#### [PROMPT]
Where a line holds the word "skirt", count it, then give only the total for the entries below.

[[ ENTRIES PROVIDED, beginning ]]

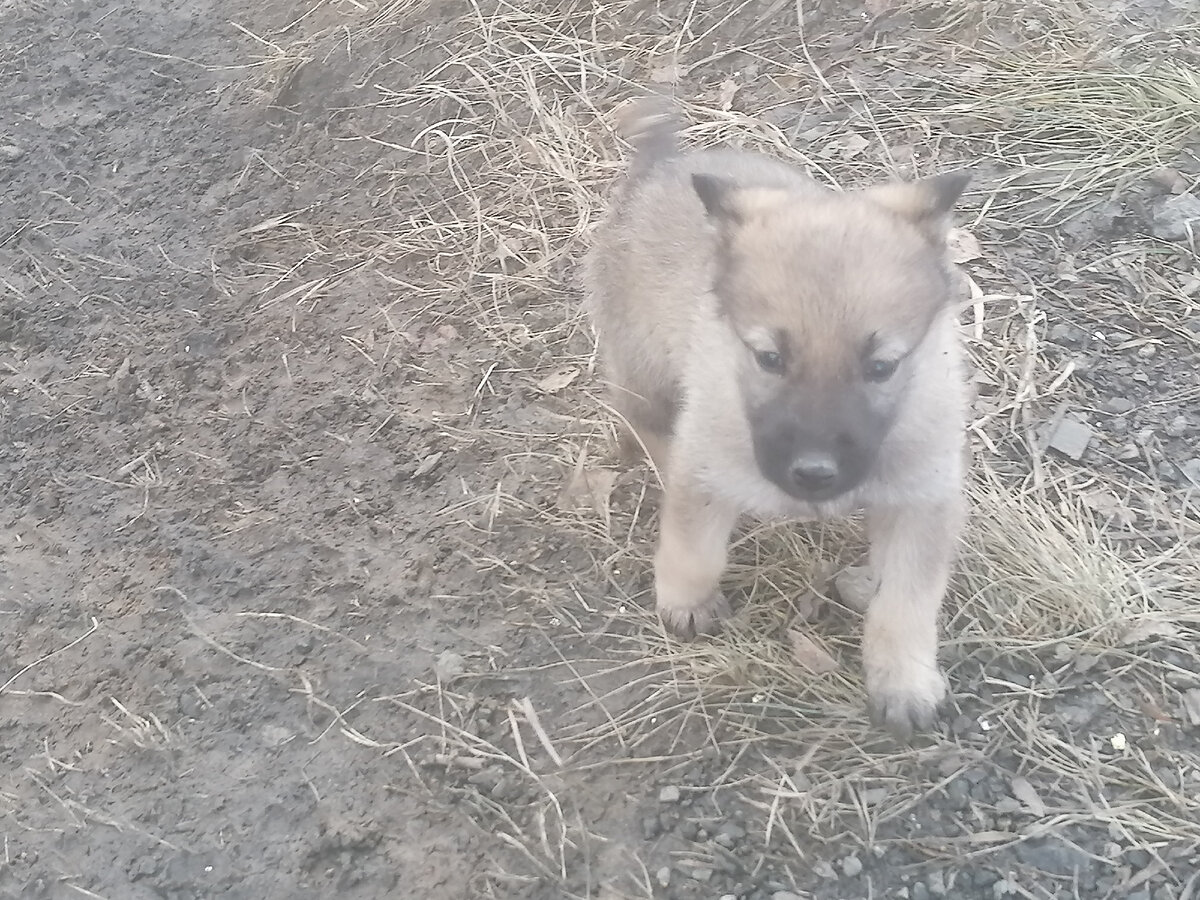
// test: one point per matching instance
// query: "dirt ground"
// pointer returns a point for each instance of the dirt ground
(317, 573)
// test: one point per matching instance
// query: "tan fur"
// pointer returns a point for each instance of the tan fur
(691, 280)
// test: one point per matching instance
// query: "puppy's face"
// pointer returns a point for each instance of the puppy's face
(831, 298)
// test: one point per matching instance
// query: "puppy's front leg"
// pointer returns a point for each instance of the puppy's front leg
(693, 550)
(912, 550)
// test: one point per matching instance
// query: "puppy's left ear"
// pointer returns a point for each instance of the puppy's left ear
(927, 203)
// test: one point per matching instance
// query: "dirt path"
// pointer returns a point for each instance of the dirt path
(183, 502)
(316, 575)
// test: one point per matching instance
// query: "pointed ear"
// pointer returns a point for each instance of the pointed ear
(925, 203)
(718, 195)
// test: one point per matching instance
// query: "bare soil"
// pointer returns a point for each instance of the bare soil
(317, 575)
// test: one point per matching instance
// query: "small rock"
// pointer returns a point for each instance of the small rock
(1191, 471)
(1071, 438)
(449, 666)
(937, 883)
(959, 793)
(1176, 219)
(730, 834)
(1169, 473)
(1128, 453)
(1068, 335)
(1177, 427)
(1139, 858)
(486, 779)
(1192, 706)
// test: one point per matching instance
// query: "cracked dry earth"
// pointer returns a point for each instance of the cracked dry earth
(243, 502)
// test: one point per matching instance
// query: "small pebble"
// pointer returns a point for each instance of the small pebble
(1071, 438)
(937, 882)
(730, 834)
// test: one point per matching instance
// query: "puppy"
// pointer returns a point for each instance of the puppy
(786, 351)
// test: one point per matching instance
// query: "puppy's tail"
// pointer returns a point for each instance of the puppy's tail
(652, 126)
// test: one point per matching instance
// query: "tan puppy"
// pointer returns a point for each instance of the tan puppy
(784, 349)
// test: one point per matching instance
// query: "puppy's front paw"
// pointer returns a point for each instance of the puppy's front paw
(905, 695)
(688, 619)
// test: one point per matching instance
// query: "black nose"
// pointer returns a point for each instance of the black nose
(814, 472)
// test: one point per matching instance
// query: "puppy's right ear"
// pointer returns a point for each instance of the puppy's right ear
(719, 196)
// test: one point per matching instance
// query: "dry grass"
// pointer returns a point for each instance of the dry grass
(490, 201)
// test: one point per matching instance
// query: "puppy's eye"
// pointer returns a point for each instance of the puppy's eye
(769, 361)
(881, 370)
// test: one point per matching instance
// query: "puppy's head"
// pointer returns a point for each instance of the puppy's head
(831, 297)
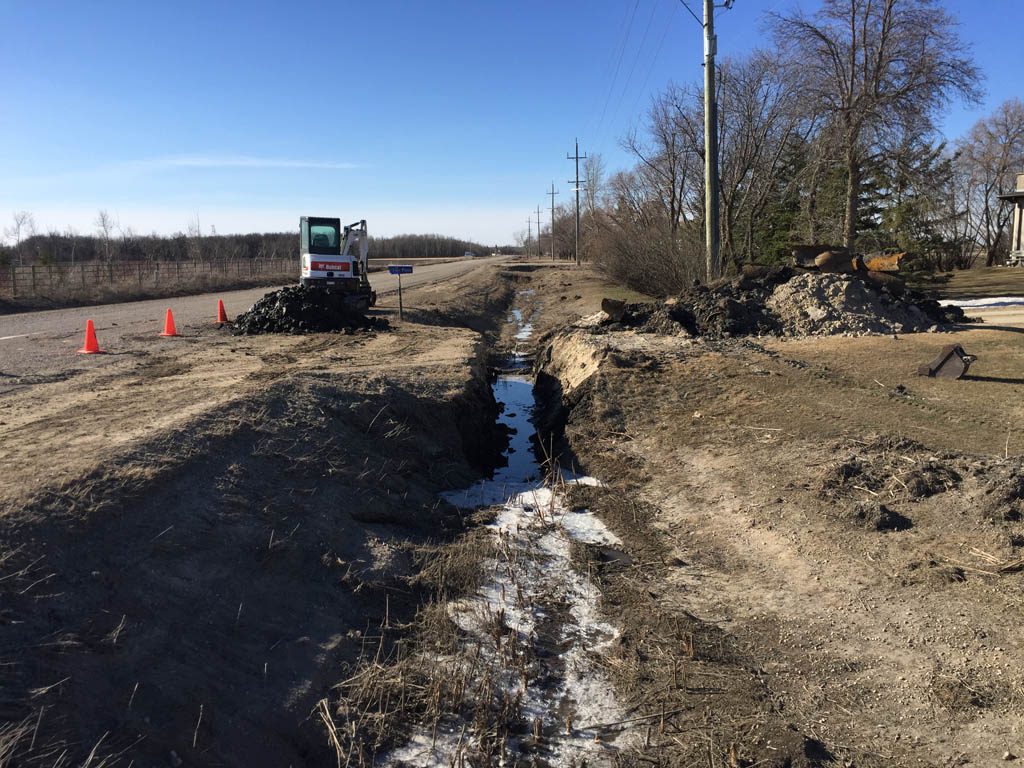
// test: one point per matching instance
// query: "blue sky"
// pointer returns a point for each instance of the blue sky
(444, 117)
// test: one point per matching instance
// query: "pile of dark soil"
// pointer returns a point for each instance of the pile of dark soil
(782, 301)
(297, 309)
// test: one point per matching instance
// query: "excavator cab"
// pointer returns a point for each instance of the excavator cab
(335, 257)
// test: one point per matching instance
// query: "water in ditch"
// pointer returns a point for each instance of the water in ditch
(546, 653)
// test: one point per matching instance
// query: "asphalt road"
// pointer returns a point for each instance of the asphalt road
(38, 343)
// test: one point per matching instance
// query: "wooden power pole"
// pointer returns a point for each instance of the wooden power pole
(711, 143)
(578, 157)
(552, 194)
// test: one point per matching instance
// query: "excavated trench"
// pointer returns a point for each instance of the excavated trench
(210, 597)
(530, 631)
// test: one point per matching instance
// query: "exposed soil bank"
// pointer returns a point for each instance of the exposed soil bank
(805, 587)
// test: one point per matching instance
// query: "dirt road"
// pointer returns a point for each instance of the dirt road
(226, 550)
(43, 343)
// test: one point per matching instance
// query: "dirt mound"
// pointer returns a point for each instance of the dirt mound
(299, 308)
(780, 301)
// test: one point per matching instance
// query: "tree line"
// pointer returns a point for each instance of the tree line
(830, 136)
(114, 243)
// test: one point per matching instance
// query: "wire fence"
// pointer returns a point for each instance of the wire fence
(87, 279)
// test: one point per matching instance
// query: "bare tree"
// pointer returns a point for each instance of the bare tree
(104, 228)
(872, 65)
(761, 117)
(988, 160)
(593, 172)
(195, 239)
(72, 237)
(23, 227)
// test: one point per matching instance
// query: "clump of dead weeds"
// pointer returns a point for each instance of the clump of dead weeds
(419, 678)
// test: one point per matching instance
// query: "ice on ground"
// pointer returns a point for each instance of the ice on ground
(534, 589)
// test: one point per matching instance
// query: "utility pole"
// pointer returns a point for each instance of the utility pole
(577, 158)
(552, 194)
(540, 249)
(711, 142)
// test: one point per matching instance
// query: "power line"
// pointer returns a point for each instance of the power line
(653, 61)
(636, 59)
(577, 157)
(687, 6)
(611, 85)
(540, 252)
(607, 70)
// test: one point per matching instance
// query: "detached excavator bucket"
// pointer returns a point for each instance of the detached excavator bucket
(952, 363)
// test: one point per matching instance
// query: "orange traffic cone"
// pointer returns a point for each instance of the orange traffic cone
(169, 329)
(91, 346)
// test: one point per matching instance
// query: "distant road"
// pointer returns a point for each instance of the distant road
(34, 342)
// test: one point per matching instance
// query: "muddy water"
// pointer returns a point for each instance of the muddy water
(551, 662)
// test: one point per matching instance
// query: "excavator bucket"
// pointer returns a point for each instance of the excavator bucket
(952, 363)
(884, 262)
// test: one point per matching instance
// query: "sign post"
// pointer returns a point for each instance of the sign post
(400, 269)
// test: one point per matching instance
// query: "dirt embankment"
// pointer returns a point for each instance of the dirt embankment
(825, 551)
(195, 541)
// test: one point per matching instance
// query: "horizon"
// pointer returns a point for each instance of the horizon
(451, 119)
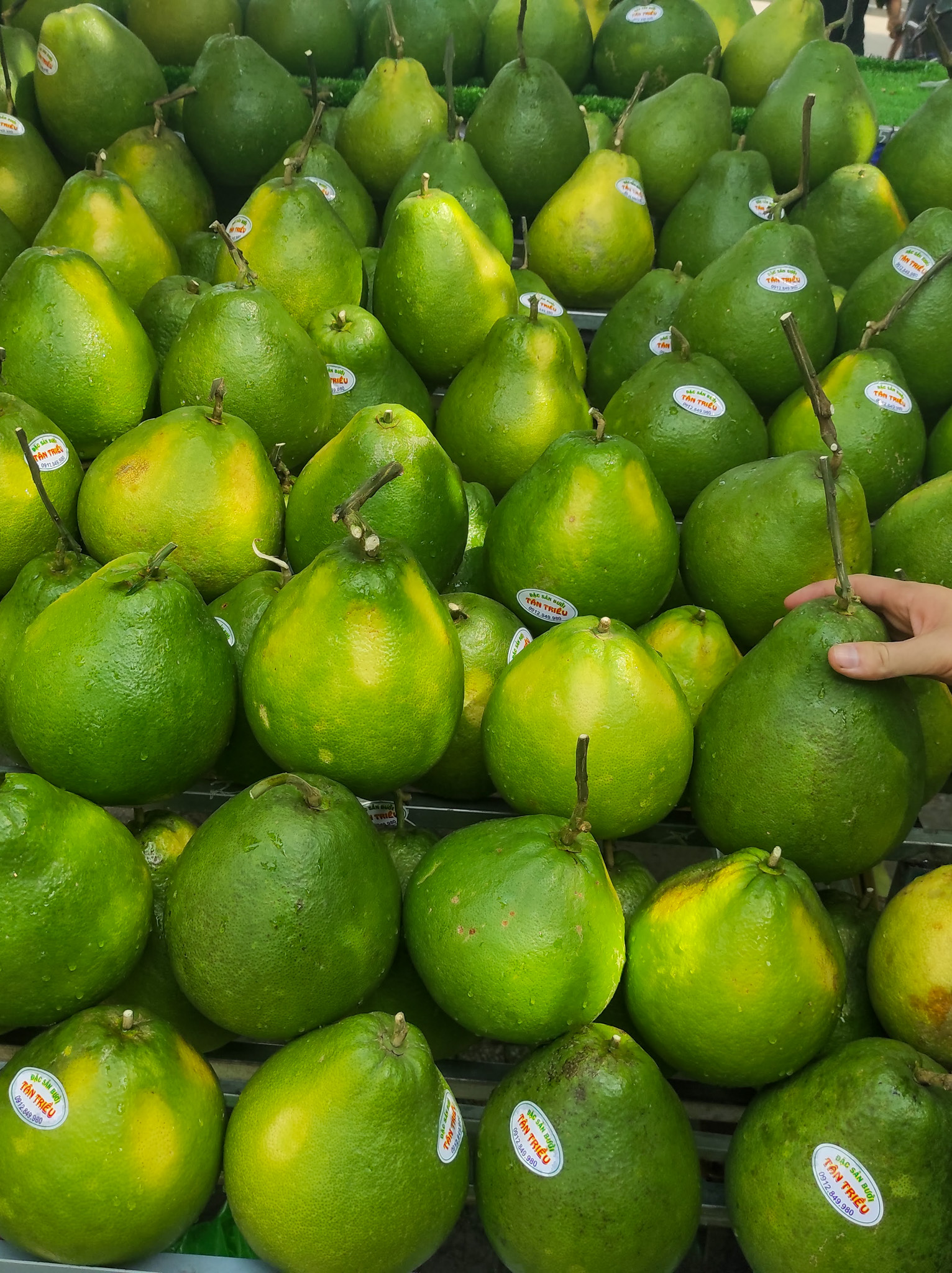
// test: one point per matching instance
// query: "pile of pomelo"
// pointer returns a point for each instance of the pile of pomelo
(323, 527)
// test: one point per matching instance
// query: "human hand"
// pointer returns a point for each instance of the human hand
(920, 612)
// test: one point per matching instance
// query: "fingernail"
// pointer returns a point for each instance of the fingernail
(845, 657)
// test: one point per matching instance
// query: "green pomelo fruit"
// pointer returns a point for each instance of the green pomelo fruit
(550, 963)
(196, 478)
(735, 973)
(490, 637)
(66, 857)
(134, 1103)
(152, 985)
(426, 508)
(355, 671)
(910, 965)
(698, 650)
(587, 1138)
(601, 679)
(785, 721)
(561, 528)
(284, 911)
(847, 1165)
(130, 624)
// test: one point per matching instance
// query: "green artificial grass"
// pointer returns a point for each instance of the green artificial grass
(895, 88)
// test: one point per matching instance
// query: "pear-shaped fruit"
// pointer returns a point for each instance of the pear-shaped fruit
(517, 395)
(439, 284)
(557, 31)
(166, 180)
(490, 637)
(297, 246)
(166, 307)
(915, 535)
(666, 41)
(423, 29)
(365, 368)
(175, 31)
(275, 375)
(25, 527)
(732, 310)
(731, 195)
(592, 676)
(697, 647)
(195, 474)
(289, 29)
(759, 534)
(31, 178)
(528, 133)
(690, 418)
(96, 81)
(246, 110)
(918, 336)
(98, 213)
(75, 351)
(778, 727)
(735, 974)
(647, 1190)
(354, 670)
(457, 170)
(558, 535)
(396, 111)
(841, 129)
(636, 330)
(138, 622)
(593, 240)
(426, 510)
(879, 425)
(853, 217)
(329, 171)
(760, 52)
(918, 165)
(674, 134)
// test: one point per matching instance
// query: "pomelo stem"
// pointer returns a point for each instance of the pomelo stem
(823, 408)
(875, 329)
(349, 512)
(41, 489)
(802, 186)
(312, 796)
(845, 596)
(577, 824)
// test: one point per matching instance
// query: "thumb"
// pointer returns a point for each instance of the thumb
(928, 655)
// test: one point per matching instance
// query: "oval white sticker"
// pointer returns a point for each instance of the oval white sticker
(450, 1129)
(762, 206)
(46, 60)
(890, 396)
(782, 278)
(39, 1098)
(342, 380)
(239, 227)
(699, 402)
(847, 1185)
(912, 262)
(50, 453)
(630, 189)
(646, 13)
(521, 640)
(535, 1139)
(545, 605)
(227, 629)
(325, 188)
(547, 306)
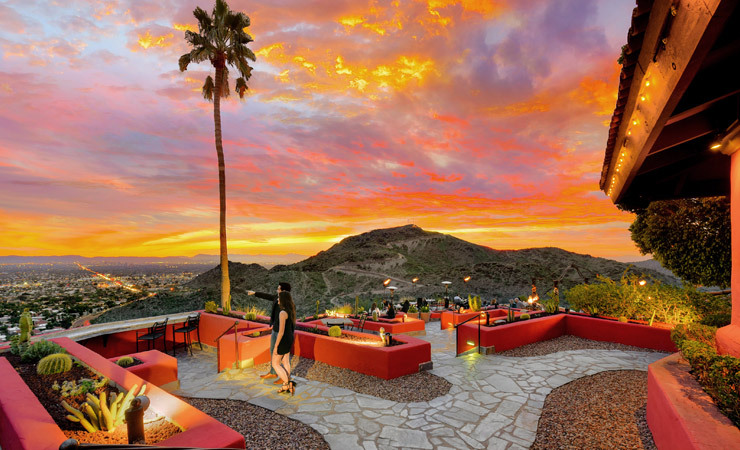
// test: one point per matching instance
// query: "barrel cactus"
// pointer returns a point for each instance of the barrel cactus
(54, 363)
(125, 361)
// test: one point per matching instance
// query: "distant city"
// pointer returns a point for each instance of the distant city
(60, 295)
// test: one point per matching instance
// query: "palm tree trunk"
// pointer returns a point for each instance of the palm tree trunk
(225, 284)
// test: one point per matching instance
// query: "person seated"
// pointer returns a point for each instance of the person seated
(420, 303)
(374, 309)
(406, 305)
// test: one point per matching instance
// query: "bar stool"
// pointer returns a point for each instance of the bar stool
(191, 324)
(156, 331)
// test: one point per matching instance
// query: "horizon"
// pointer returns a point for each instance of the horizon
(484, 121)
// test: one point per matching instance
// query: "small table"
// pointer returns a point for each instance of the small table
(337, 321)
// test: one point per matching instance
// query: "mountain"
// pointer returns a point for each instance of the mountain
(654, 265)
(358, 265)
(265, 260)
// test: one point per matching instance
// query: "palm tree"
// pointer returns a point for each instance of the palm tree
(221, 39)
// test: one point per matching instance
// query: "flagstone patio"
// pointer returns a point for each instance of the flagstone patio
(495, 401)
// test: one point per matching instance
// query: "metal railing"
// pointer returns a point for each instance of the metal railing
(236, 344)
(457, 335)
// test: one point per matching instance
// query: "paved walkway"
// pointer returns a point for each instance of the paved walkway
(495, 402)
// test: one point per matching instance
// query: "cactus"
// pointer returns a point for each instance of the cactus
(104, 413)
(40, 349)
(125, 361)
(19, 344)
(54, 363)
(474, 303)
(510, 315)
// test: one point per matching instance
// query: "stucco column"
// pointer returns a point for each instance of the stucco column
(728, 338)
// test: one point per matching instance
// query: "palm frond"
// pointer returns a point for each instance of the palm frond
(208, 88)
(225, 92)
(241, 87)
(184, 61)
(198, 55)
(204, 20)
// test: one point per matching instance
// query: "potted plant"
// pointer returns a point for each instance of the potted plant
(413, 312)
(424, 314)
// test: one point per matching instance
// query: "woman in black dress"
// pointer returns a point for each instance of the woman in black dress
(284, 341)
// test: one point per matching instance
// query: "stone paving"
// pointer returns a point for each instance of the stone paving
(495, 402)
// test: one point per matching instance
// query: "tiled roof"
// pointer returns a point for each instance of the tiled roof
(630, 52)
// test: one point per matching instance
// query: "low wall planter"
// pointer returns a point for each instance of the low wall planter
(680, 414)
(516, 334)
(24, 422)
(201, 430)
(156, 368)
(382, 362)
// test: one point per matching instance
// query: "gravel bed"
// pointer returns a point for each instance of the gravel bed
(262, 428)
(602, 411)
(417, 387)
(568, 342)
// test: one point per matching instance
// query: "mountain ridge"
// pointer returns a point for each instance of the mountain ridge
(357, 266)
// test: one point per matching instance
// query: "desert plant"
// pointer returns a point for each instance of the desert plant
(125, 361)
(72, 388)
(54, 363)
(103, 413)
(38, 350)
(19, 343)
(718, 375)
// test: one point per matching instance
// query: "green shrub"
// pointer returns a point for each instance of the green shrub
(125, 361)
(40, 349)
(718, 375)
(54, 363)
(335, 331)
(552, 303)
(669, 304)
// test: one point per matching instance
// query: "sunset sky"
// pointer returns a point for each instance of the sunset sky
(483, 119)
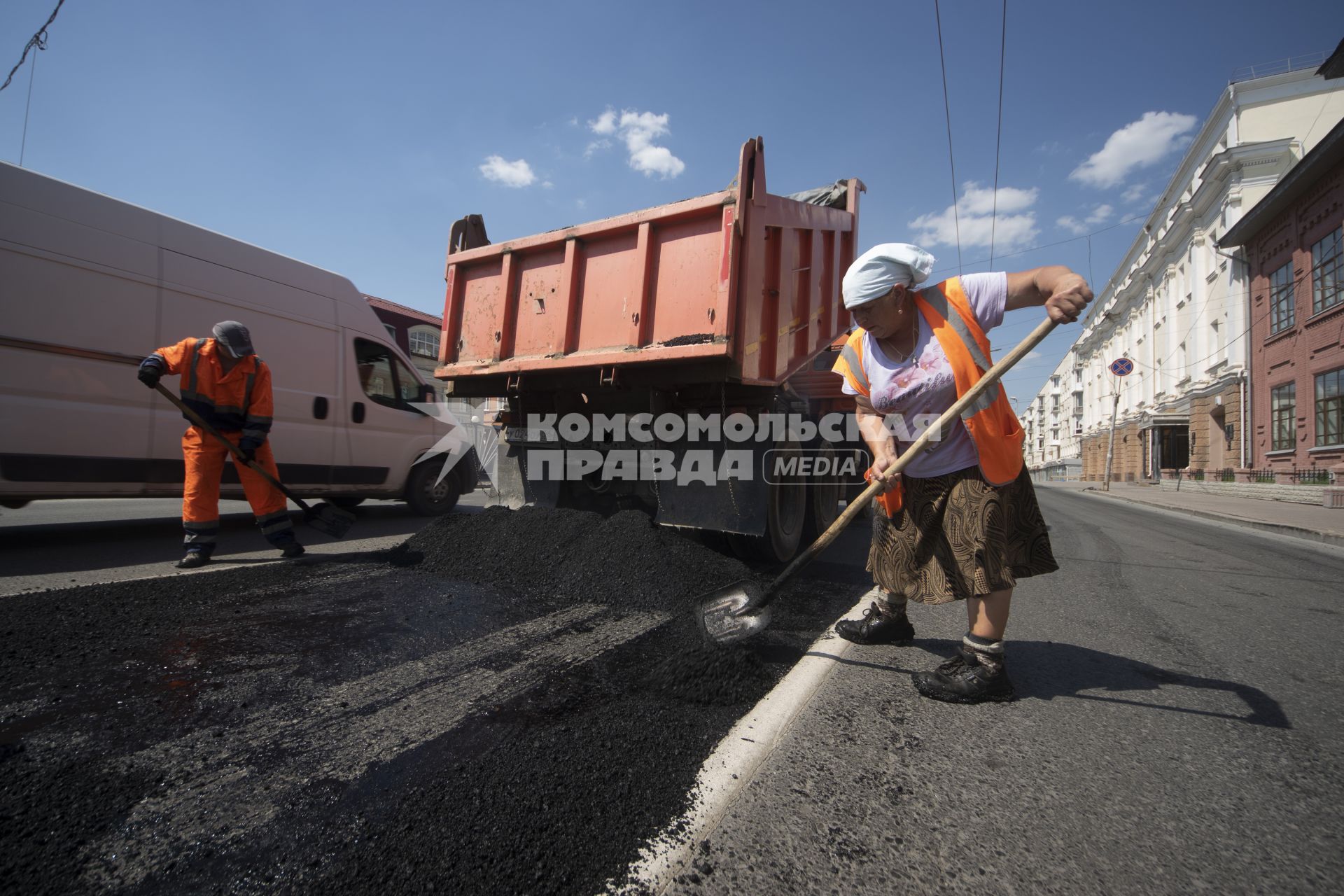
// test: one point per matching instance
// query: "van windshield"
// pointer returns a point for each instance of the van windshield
(384, 377)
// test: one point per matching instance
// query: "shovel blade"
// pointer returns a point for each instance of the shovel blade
(730, 614)
(331, 520)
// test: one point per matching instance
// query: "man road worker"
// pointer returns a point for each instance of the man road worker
(225, 382)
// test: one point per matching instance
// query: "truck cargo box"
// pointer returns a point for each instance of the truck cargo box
(737, 286)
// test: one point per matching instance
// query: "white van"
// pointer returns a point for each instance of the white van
(89, 285)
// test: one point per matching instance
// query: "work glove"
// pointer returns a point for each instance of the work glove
(150, 375)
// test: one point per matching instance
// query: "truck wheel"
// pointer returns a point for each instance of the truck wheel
(428, 498)
(787, 510)
(823, 498)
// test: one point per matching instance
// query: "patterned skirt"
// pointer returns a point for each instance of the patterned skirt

[[ ENTRIES PROVIDED, end ]]

#### [SOLUTION BELOW]
2